Task statement: An exact repetition of the data is required; no picture should appear in it.

Natural language region descriptions
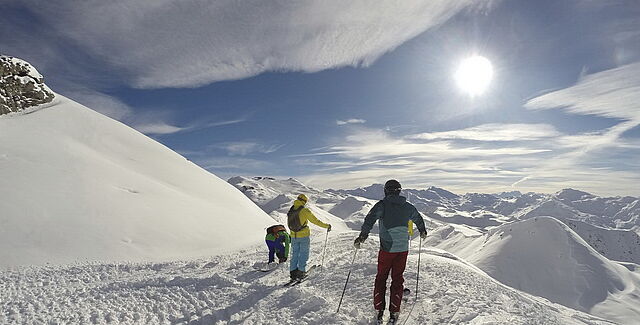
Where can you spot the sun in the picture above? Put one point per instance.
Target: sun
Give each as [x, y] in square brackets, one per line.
[474, 75]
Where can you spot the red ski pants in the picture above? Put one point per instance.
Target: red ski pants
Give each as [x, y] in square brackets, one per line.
[393, 263]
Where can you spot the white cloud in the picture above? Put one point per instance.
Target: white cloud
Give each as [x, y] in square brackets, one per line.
[101, 103]
[612, 93]
[494, 132]
[245, 148]
[158, 128]
[351, 121]
[189, 43]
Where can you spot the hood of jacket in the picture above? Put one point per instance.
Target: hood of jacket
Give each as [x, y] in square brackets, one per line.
[298, 203]
[395, 199]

Answer to this problem:
Where can you spot the sun in the picture above? Put one point per instance.
Target: sun
Give each as [x, y] in square brackets, one per line.
[474, 75]
Where can you spot the red ski pants in the picture above? Put one point per instance.
Target: red ski pants
Give each as [x, y] in square brackets, one per line.
[393, 263]
Where can you spot the white cloud in the picture above? Put one point per instance.
Target: white cloud
Give each as [x, y] in square brackets, one per line.
[101, 103]
[612, 93]
[494, 132]
[245, 148]
[158, 128]
[351, 121]
[189, 43]
Where can you spot the hood of jacket in the picture above? Put one point per instance.
Target: hood of jacket
Give each as [x, y] in square brackets, one per line.
[298, 203]
[395, 199]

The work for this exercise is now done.